_EXERCISE INPUTS_:
-*-

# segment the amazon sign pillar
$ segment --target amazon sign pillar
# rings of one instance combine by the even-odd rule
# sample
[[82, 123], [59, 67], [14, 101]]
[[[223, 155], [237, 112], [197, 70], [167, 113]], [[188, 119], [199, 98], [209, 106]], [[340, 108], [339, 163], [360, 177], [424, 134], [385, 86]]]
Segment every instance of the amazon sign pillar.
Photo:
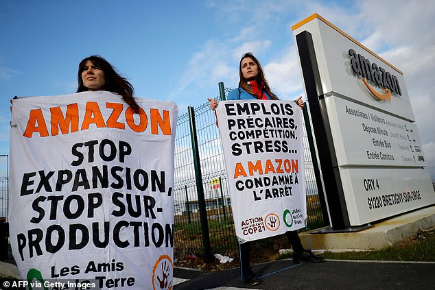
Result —
[[316, 14], [292, 29], [332, 228], [435, 204], [403, 73]]

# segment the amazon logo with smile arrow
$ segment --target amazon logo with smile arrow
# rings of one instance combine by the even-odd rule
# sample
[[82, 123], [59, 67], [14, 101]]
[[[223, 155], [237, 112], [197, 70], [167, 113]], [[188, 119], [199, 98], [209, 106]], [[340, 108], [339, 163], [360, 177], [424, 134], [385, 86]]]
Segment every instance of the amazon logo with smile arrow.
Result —
[[[368, 90], [377, 99], [391, 101], [391, 94], [402, 95], [399, 80], [395, 75], [386, 71], [383, 67], [370, 61], [360, 54], [357, 54], [352, 49], [349, 50], [351, 56], [351, 67], [353, 72], [361, 75], [362, 82]], [[383, 93], [378, 93], [371, 84], [383, 88]]]

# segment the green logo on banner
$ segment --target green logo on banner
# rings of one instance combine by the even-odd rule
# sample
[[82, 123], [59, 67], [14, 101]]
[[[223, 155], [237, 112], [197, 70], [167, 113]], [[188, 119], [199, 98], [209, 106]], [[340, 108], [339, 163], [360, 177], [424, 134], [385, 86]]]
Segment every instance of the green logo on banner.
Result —
[[[290, 217], [292, 218], [290, 223], [287, 222], [287, 216], [288, 215], [290, 215]], [[285, 226], [287, 226], [287, 227], [290, 228], [293, 225], [293, 216], [292, 215], [292, 213], [290, 213], [290, 210], [286, 209], [285, 210], [284, 210], [283, 219], [284, 220], [284, 223], [285, 223]]]
[[[44, 279], [43, 278], [43, 275], [40, 272], [36, 269], [30, 269], [27, 272], [29, 290], [33, 290], [33, 288], [32, 287], [32, 281], [33, 281], [33, 279], [36, 279], [38, 281], [40, 282], [43, 285], [44, 285]], [[44, 286], [44, 290], [48, 290], [48, 288]]]

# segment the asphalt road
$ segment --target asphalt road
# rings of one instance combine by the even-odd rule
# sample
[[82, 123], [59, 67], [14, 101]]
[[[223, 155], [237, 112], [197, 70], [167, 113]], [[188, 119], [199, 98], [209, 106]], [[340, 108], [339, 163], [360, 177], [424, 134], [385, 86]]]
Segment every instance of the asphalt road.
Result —
[[435, 263], [327, 261], [294, 264], [281, 260], [252, 266], [261, 284], [244, 285], [239, 268], [206, 273], [176, 268], [186, 279], [174, 290], [196, 289], [435, 289]]

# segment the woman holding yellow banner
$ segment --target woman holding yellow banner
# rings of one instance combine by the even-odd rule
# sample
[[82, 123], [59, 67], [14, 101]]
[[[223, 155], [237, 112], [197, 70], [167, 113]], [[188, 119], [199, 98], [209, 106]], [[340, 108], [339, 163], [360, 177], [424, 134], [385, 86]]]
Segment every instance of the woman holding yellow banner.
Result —
[[[242, 57], [239, 65], [239, 87], [228, 93], [227, 100], [279, 99], [270, 90], [261, 65], [251, 53], [244, 53]], [[210, 108], [215, 110], [217, 102], [214, 99], [208, 100], [210, 101]], [[302, 97], [299, 97], [295, 101], [299, 107], [303, 108]], [[293, 249], [294, 263], [318, 263], [324, 261], [323, 258], [315, 256], [311, 250], [306, 250], [303, 247], [296, 230], [287, 232], [285, 235]], [[260, 279], [257, 277], [250, 266], [249, 242], [239, 243], [239, 250], [242, 281], [251, 286], [259, 284]]]

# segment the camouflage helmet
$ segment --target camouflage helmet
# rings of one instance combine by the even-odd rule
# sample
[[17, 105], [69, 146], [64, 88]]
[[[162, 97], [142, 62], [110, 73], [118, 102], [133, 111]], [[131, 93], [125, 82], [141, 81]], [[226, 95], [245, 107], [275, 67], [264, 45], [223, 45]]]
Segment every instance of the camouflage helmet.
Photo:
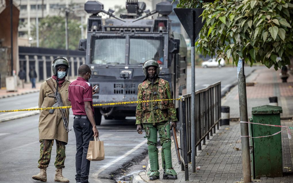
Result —
[[68, 70], [69, 68], [69, 64], [68, 61], [66, 57], [58, 57], [55, 59], [53, 61], [53, 63], [52, 64], [52, 70], [53, 71], [53, 75], [57, 76], [57, 67], [60, 65], [64, 66], [66, 67], [66, 73], [65, 76], [67, 76], [67, 73], [68, 73]]
[[159, 76], [160, 73], [160, 65], [157, 61], [154, 60], [147, 60], [144, 62], [142, 65], [142, 69], [144, 71], [144, 73], [146, 77], [147, 77], [147, 68], [151, 66], [154, 66], [157, 68], [156, 72], [156, 73], [157, 76]]

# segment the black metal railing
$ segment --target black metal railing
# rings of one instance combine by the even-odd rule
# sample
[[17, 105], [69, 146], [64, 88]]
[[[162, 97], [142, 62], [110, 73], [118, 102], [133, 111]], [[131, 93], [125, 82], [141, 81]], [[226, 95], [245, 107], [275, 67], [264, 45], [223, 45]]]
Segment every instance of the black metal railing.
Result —
[[[180, 96], [179, 105], [181, 170], [185, 171], [185, 180], [188, 179], [188, 164], [191, 162], [191, 149], [193, 146], [201, 150], [202, 143], [205, 145], [207, 140], [219, 129], [221, 121], [221, 82], [215, 83], [195, 91], [195, 105], [191, 105], [191, 93]], [[195, 107], [195, 131], [191, 129], [191, 108]], [[195, 144], [191, 143], [192, 134], [195, 133]], [[195, 154], [196, 154], [196, 148]], [[194, 158], [195, 158], [195, 157]], [[193, 170], [195, 165], [192, 164]]]

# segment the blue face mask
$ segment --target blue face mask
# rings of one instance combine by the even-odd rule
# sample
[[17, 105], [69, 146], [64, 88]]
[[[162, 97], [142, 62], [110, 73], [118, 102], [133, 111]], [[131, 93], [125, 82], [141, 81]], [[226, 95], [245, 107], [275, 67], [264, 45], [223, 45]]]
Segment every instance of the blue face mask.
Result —
[[58, 76], [58, 78], [59, 79], [62, 79], [65, 76], [65, 74], [66, 73], [66, 72], [63, 72], [63, 71], [58, 71], [57, 72], [57, 75]]
[[89, 78], [88, 76], [87, 75], [86, 76], [88, 76], [88, 80], [89, 81], [91, 80], [91, 74], [89, 73], [88, 72], [88, 74], [90, 75], [90, 77], [91, 77], [90, 78]]

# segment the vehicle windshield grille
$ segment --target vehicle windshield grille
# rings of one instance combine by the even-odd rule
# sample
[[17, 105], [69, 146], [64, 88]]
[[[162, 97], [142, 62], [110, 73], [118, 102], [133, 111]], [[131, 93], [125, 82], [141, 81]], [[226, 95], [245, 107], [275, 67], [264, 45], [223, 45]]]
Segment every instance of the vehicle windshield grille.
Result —
[[163, 36], [130, 36], [129, 64], [138, 64], [148, 60], [154, 60], [163, 64], [164, 39]]
[[125, 63], [125, 36], [92, 36], [91, 63]]

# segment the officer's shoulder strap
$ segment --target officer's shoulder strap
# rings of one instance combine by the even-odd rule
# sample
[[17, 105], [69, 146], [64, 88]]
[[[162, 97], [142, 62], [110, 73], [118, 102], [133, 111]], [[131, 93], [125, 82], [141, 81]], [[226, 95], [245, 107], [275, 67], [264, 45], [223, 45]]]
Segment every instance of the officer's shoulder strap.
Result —
[[149, 88], [149, 83], [148, 83], [147, 80], [144, 81], [142, 83], [142, 88], [144, 89], [146, 89]]
[[52, 79], [52, 78], [50, 78], [49, 79], [47, 79], [46, 80], [46, 82], [47, 83], [48, 85], [49, 85], [50, 88], [51, 88], [51, 89], [53, 90], [53, 91], [54, 93], [56, 93], [56, 88], [55, 88], [55, 87], [54, 86], [54, 82], [53, 81], [53, 80]]
[[163, 87], [166, 84], [166, 82], [168, 81], [161, 78], [158, 78], [158, 81], [159, 82], [159, 85], [161, 87]]

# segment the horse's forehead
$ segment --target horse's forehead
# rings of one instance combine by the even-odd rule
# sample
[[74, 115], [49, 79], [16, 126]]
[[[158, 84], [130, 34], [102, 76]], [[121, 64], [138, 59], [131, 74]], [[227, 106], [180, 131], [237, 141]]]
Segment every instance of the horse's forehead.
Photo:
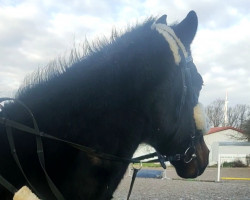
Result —
[[175, 64], [179, 65], [181, 62], [181, 55], [179, 50], [183, 52], [185, 58], [187, 57], [187, 51], [181, 40], [176, 36], [173, 29], [166, 24], [153, 24], [151, 28], [158, 31], [158, 33], [160, 33], [165, 38], [173, 53]]

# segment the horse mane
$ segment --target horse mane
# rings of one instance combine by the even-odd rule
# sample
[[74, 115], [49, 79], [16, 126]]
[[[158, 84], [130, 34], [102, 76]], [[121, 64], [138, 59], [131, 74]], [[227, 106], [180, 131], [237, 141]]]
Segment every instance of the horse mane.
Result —
[[[46, 66], [39, 67], [36, 71], [26, 75], [15, 95], [16, 98], [25, 96], [27, 92], [37, 88], [39, 85], [49, 83], [51, 80], [66, 73], [71, 67], [77, 64], [82, 63], [84, 65], [88, 59], [96, 59], [96, 57], [98, 57], [96, 55], [101, 52], [110, 51], [115, 46], [126, 45], [123, 43], [123, 40], [129, 41], [130, 37], [134, 35], [133, 32], [137, 31], [137, 33], [139, 33], [144, 27], [151, 26], [155, 19], [155, 17], [151, 16], [141, 24], [137, 22], [133, 26], [128, 25], [125, 31], [117, 31], [116, 28], [113, 28], [109, 38], [103, 36], [101, 39], [97, 38], [91, 42], [86, 38], [78, 47], [74, 44], [68, 56], [59, 56]], [[123, 39], [121, 40], [121, 38]]]

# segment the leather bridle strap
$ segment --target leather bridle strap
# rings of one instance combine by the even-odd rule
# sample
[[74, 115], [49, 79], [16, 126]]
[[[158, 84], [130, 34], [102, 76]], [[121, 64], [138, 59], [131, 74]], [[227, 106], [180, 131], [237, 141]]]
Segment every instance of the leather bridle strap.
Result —
[[[32, 114], [32, 112], [30, 111], [30, 109], [24, 104], [22, 103], [21, 101], [17, 100], [17, 99], [12, 99], [12, 98], [1, 98], [0, 99], [1, 101], [6, 101], [6, 100], [14, 100], [15, 102], [19, 103], [20, 105], [22, 105], [25, 110], [29, 113], [29, 115], [31, 116], [32, 118], [32, 121], [33, 121], [33, 125], [34, 125], [34, 129], [32, 128], [29, 128], [30, 130], [36, 132], [36, 133], [39, 133], [39, 129], [38, 129], [38, 125], [37, 125], [37, 122]], [[1, 102], [0, 101], [0, 102]], [[2, 112], [4, 112], [4, 108], [1, 106], [1, 109], [2, 109]], [[0, 118], [0, 120], [3, 120]], [[14, 128], [17, 128], [17, 129], [20, 129], [18, 127], [22, 127], [22, 128], [25, 128], [25, 130], [23, 131], [27, 131], [27, 127], [25, 125], [22, 125], [20, 126], [21, 124], [19, 123], [16, 123], [17, 127], [13, 126], [12, 123], [7, 123], [7, 119], [4, 120], [4, 124], [5, 124], [5, 127], [6, 127], [6, 132], [7, 132], [7, 137], [8, 137], [8, 141], [9, 141], [9, 144], [10, 144], [10, 148], [11, 148], [11, 153], [12, 153], [12, 156], [18, 166], [18, 168], [20, 169], [20, 171], [22, 172], [25, 180], [27, 181], [27, 183], [30, 185], [30, 187], [32, 188], [32, 190], [38, 195], [39, 193], [36, 191], [36, 189], [32, 186], [32, 184], [29, 182], [26, 174], [24, 173], [23, 171], [23, 168], [20, 164], [20, 161], [18, 159], [18, 156], [16, 154], [16, 148], [15, 148], [15, 143], [14, 143], [14, 138], [13, 138], [13, 134], [12, 134], [12, 127]], [[1, 121], [0, 121], [1, 122]], [[48, 185], [52, 191], [52, 193], [56, 196], [56, 198], [58, 200], [64, 200], [64, 197], [63, 195], [60, 193], [60, 191], [57, 189], [57, 187], [55, 186], [55, 184], [53, 183], [53, 181], [50, 179], [46, 169], [45, 169], [45, 160], [44, 160], [44, 151], [43, 151], [43, 144], [42, 144], [42, 139], [41, 139], [41, 136], [39, 134], [36, 134], [36, 142], [37, 142], [37, 154], [38, 154], [38, 159], [39, 159], [39, 162], [40, 162], [40, 165], [43, 169], [43, 172], [45, 174], [45, 177], [46, 177], [46, 180], [48, 182]], [[7, 185], [10, 185], [10, 184], [7, 184]], [[9, 187], [9, 186], [8, 186]], [[9, 190], [11, 190], [11, 192], [13, 193], [13, 188], [9, 187]]]
[[0, 184], [9, 190], [13, 195], [17, 192], [17, 189], [0, 174]]

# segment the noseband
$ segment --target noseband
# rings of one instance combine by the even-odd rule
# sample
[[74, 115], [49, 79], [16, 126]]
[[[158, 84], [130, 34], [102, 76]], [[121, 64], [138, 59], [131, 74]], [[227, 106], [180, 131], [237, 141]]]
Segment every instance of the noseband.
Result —
[[[172, 34], [172, 33], [171, 33]], [[175, 36], [176, 37], [176, 36]], [[183, 107], [185, 105], [186, 102], [186, 96], [187, 96], [187, 89], [189, 89], [191, 91], [191, 100], [192, 103], [195, 105], [195, 103], [197, 103], [197, 95], [194, 92], [193, 86], [192, 86], [192, 77], [191, 77], [191, 70], [192, 68], [195, 68], [195, 65], [193, 63], [193, 59], [191, 56], [186, 56], [185, 52], [183, 51], [183, 45], [181, 46], [179, 45], [180, 49], [182, 49], [181, 54], [182, 57], [185, 58], [185, 62], [182, 63], [181, 67], [181, 77], [182, 77], [182, 83], [183, 83], [183, 91], [182, 91], [182, 96], [181, 96], [181, 101], [180, 101], [180, 109], [178, 112], [178, 120], [177, 122], [180, 121], [181, 119], [181, 113], [183, 110]], [[12, 99], [12, 98], [0, 98], [0, 103], [3, 101], [14, 101], [16, 103], [18, 103], [19, 105], [21, 105], [22, 107], [25, 108], [26, 111], [28, 111], [29, 115], [31, 116], [31, 119], [33, 120], [33, 125], [34, 128], [30, 128], [28, 126], [25, 126], [21, 123], [12, 121], [7, 119], [6, 114], [4, 116], [0, 116], [0, 124], [3, 124], [6, 128], [6, 132], [7, 132], [7, 137], [8, 137], [8, 141], [10, 144], [10, 148], [12, 151], [12, 155], [14, 157], [15, 162], [17, 163], [19, 169], [21, 170], [23, 176], [25, 177], [27, 183], [29, 183], [29, 185], [31, 186], [31, 188], [33, 189], [34, 192], [36, 192], [35, 188], [30, 184], [29, 180], [27, 179], [26, 175], [23, 172], [22, 166], [19, 162], [19, 159], [17, 157], [16, 154], [16, 149], [15, 149], [15, 143], [14, 143], [14, 139], [12, 137], [12, 128], [21, 130], [23, 132], [29, 133], [29, 134], [33, 134], [36, 137], [36, 142], [37, 142], [37, 153], [38, 153], [38, 158], [39, 158], [39, 162], [40, 165], [45, 173], [48, 185], [52, 191], [52, 193], [56, 196], [56, 198], [58, 200], [64, 200], [63, 195], [60, 193], [60, 191], [57, 189], [57, 187], [55, 186], [55, 184], [52, 182], [52, 180], [49, 178], [46, 169], [45, 169], [45, 161], [44, 161], [44, 153], [43, 153], [43, 144], [42, 144], [42, 138], [48, 138], [51, 140], [55, 140], [55, 141], [60, 141], [63, 142], [65, 144], [68, 144], [70, 146], [72, 146], [73, 148], [76, 148], [78, 150], [84, 151], [87, 154], [99, 157], [101, 159], [106, 159], [106, 160], [111, 160], [111, 161], [120, 161], [120, 162], [126, 162], [126, 163], [142, 163], [142, 160], [145, 159], [149, 159], [149, 158], [154, 158], [154, 157], [158, 157], [157, 159], [153, 159], [150, 161], [146, 161], [146, 162], [160, 162], [161, 166], [166, 169], [166, 165], [165, 162], [166, 161], [183, 161], [184, 163], [188, 164], [190, 163], [192, 160], [194, 160], [197, 157], [196, 154], [196, 148], [195, 148], [195, 141], [197, 140], [197, 138], [199, 138], [199, 136], [197, 136], [195, 134], [195, 128], [193, 127], [192, 133], [191, 133], [191, 142], [188, 146], [188, 148], [185, 150], [185, 152], [183, 154], [176, 154], [174, 156], [163, 156], [161, 155], [159, 152], [155, 152], [155, 153], [151, 153], [151, 154], [147, 154], [144, 156], [140, 156], [140, 157], [136, 157], [133, 159], [130, 158], [122, 158], [122, 157], [117, 157], [111, 154], [106, 154], [106, 153], [101, 153], [101, 152], [96, 152], [96, 150], [83, 146], [83, 145], [79, 145], [76, 143], [72, 143], [70, 141], [66, 141], [54, 136], [51, 136], [49, 134], [40, 132], [36, 123], [36, 120], [32, 114], [32, 112], [30, 111], [30, 109], [23, 104], [21, 101], [16, 100], [16, 99]], [[0, 109], [2, 110], [2, 113], [4, 114], [4, 107], [1, 106], [0, 104]], [[178, 124], [178, 123], [177, 123]], [[133, 183], [136, 177], [136, 173], [138, 172], [139, 169], [134, 169], [134, 174], [132, 177], [132, 181], [131, 181], [131, 185], [130, 185], [130, 190], [129, 190], [129, 194], [127, 199], [129, 199], [132, 187], [133, 187]], [[15, 193], [17, 190], [16, 188], [10, 184], [6, 179], [4, 179], [1, 175], [0, 175], [0, 184], [2, 184], [6, 189], [8, 189], [11, 193]], [[36, 194], [38, 194], [36, 192]]]

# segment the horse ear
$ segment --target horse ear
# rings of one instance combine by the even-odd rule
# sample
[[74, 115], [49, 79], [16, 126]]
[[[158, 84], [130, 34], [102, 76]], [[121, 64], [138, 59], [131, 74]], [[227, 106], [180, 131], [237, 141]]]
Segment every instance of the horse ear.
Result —
[[198, 18], [194, 11], [190, 11], [185, 19], [174, 28], [176, 35], [185, 46], [190, 46], [197, 31]]
[[156, 24], [166, 24], [167, 25], [167, 15], [162, 15], [159, 19], [156, 20]]

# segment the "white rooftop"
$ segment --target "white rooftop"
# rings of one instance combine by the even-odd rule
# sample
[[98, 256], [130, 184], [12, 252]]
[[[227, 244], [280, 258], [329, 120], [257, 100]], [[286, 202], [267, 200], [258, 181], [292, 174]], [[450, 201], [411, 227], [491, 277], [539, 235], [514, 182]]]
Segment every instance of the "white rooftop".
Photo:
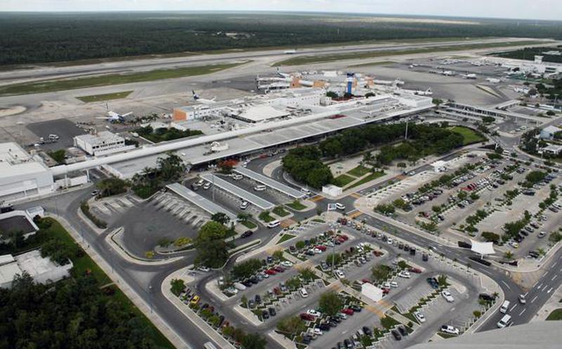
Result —
[[8, 142], [0, 143], [0, 177], [34, 173], [46, 170], [20, 145]]
[[75, 138], [84, 140], [84, 142], [86, 142], [92, 145], [121, 142], [124, 140], [123, 137], [116, 135], [115, 133], [112, 133], [108, 131], [102, 131], [93, 135], [89, 133], [79, 135], [77, 136]]

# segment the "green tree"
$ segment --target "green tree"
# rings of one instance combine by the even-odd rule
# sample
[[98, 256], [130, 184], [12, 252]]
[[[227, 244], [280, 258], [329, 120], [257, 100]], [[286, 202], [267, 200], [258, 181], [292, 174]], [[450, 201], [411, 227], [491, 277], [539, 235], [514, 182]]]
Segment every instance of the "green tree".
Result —
[[248, 334], [240, 341], [244, 349], [266, 349], [268, 343], [263, 336], [257, 334]]
[[328, 291], [320, 295], [318, 301], [320, 311], [329, 316], [334, 316], [341, 310], [344, 306], [344, 300], [334, 291]]
[[201, 227], [195, 242], [197, 264], [219, 268], [226, 262], [228, 249], [224, 239], [227, 232], [224, 225], [214, 220]]
[[176, 296], [179, 296], [185, 289], [185, 284], [181, 279], [172, 279], [170, 284], [171, 284], [171, 293]]

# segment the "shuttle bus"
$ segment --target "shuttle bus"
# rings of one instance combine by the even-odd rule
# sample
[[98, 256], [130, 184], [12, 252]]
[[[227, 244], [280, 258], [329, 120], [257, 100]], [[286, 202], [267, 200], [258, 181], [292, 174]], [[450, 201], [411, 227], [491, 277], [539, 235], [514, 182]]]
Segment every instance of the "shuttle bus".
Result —
[[206, 343], [203, 344], [203, 348], [204, 348], [205, 349], [218, 349], [218, 348], [216, 348], [216, 346], [215, 346], [214, 344], [213, 344], [211, 342], [207, 342]]

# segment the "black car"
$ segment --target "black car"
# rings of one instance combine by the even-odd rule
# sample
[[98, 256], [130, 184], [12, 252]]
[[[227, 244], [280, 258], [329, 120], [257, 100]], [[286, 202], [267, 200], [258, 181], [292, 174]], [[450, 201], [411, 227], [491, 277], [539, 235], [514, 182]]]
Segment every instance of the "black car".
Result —
[[408, 331], [406, 331], [406, 329], [405, 329], [403, 326], [398, 327], [398, 331], [400, 331], [400, 334], [403, 336], [408, 335]]
[[254, 232], [252, 232], [251, 230], [246, 230], [245, 232], [242, 233], [240, 237], [248, 237], [251, 236], [252, 234], [254, 234]]

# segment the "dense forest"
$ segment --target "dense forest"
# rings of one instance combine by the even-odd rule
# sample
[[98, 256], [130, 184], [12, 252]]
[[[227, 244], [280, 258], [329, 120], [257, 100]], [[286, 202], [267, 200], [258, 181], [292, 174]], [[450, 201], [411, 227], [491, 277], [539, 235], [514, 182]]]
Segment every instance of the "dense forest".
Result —
[[494, 53], [494, 55], [498, 57], [504, 57], [506, 58], [515, 58], [518, 60], [535, 60], [535, 55], [542, 55], [542, 60], [544, 62], [551, 62], [554, 63], [562, 63], [562, 55], [545, 55], [543, 52], [549, 51], [562, 51], [562, 45], [558, 46], [547, 46], [547, 47], [525, 47], [521, 50], [507, 51], [507, 52], [498, 52]]
[[381, 21], [367, 15], [318, 15], [4, 13], [0, 14], [0, 65], [378, 39], [562, 39], [562, 25], [554, 21], [437, 18], [439, 21], [419, 22], [415, 17]]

-*-

Copy the lines starting with the line containing "# segment the officer's shoulder strap" and continuing through the line containing "85], [161, 87]]", both included, reproducing each one verbatim.

_TASK RESULT_:
# segment the officer's shoulder strap
$ segment --target officer's shoulder strap
# rings of one instance combine by the even-odd rule
# sample
[[17, 105], [69, 146], [64, 88]]
[[[162, 97], [142, 62], [110, 73], [118, 102], [133, 111]], [[131, 93], [125, 82], [141, 81]], [[226, 95], [245, 107], [275, 67], [264, 45], [223, 45]]]
Segment every instance of the officer's shoulder strap.
Result —
[[149, 88], [149, 83], [148, 83], [147, 80], [144, 81], [142, 83], [142, 88], [144, 89], [146, 89]]
[[52, 79], [52, 78], [50, 78], [49, 79], [47, 79], [46, 80], [46, 82], [47, 83], [48, 85], [49, 85], [50, 88], [51, 88], [51, 89], [53, 90], [53, 91], [54, 93], [56, 93], [56, 88], [55, 88], [55, 87], [54, 86], [54, 82], [53, 81], [53, 80]]
[[163, 87], [166, 84], [166, 82], [168, 81], [161, 78], [158, 78], [158, 81], [159, 82], [159, 85], [161, 87]]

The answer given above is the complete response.